● **Extract**:
An abandoned mine structures at the Atlas Coal Mine site. Photo by Liisa Atva

Provincial and National Parks

On the short drives between sites, we passed dramatic landscapes. In the Badlands plains drop away to reveal ravines, canyons and hoodoos carved from layers of clay, sandstone and shale.

“It’s almost like the Grand Canyon,” said one of my tour mates.

“It reminds me of Cappadocia, Turkiye,” said another, as we hiked through hoodoos near Writing-on-Stone Provincial Park.

The prairies are an interesting mix of mustard-yellow canola fields, center pivot irrigators, wind turbines, small rodeo rinks, and rocking-horse oil pumps. Maybe not exotic to the locals but not something city dwellers see every day. As we neared the Rocky Mountains, the plains gave way to cattle ranches and rolling hills with an occasional pronghorn antelope.

● **Required action 1**:
Answer these questions about the Badlands travel passage:
(a) What layers are the ravines, canyons and hoodoos carved from?
(b) Near which park were the hoodoos that reminded a tour mate of Cappadocia?
(c) What animal occasionally appeared as the group neared the Rocky Mountains?
● **Required action 2**: Carry on the Badlands and prairies travel passage for one paragraph after its final sentence, keeping its first-person voice.
The entries that follow are separate material and have no connection to the travel passage above.

● **Excerpted data**:

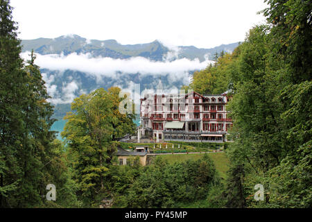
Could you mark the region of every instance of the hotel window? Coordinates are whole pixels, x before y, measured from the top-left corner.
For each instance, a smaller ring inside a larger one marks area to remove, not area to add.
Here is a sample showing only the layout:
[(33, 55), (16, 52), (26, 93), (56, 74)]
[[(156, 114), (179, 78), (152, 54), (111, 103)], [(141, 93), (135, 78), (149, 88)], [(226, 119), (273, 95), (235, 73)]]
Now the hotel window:
[(208, 131), (209, 130), (209, 124), (204, 123), (203, 124), (204, 131)]
[(162, 105), (157, 106), (157, 111), (162, 111)]
[(216, 131), (216, 123), (211, 123), (210, 124), (210, 131)]
[(218, 130), (222, 131), (223, 130), (223, 124), (219, 123), (218, 124)]
[(229, 130), (229, 128), (231, 128), (231, 124), (227, 124), (227, 125), (225, 126), (225, 127), (226, 127), (226, 130), (227, 131), (227, 130)]
[(185, 111), (185, 105), (184, 104), (180, 105), (180, 111)]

● **Answer area 1**:
(a) Clay, sandstone and shale.
(b) Writing-on-Stone Provincial Park.
(c) A pronghorn antelope.

● **Answer area 2**:
Set in the Rocky Mountains, Waterton National Park, is what I envision Banff and Jasper once were – quaint, and uncrowded. Without ski hills to bring winter tourists, many hotels and businesses are open for only a few months a year. We stayed at the Prince of Wales Hotel, a fairy tale, gabled castle overlooking Waterton Lake. Built in 1927, its room are resplendent with original wooden beams and panels. The lobby with its comfy highbacked chairs, and floor-to-ceiling windows offering a spectacular view of the lake and mountains, is a delightful spot to enjoy afternoon tea.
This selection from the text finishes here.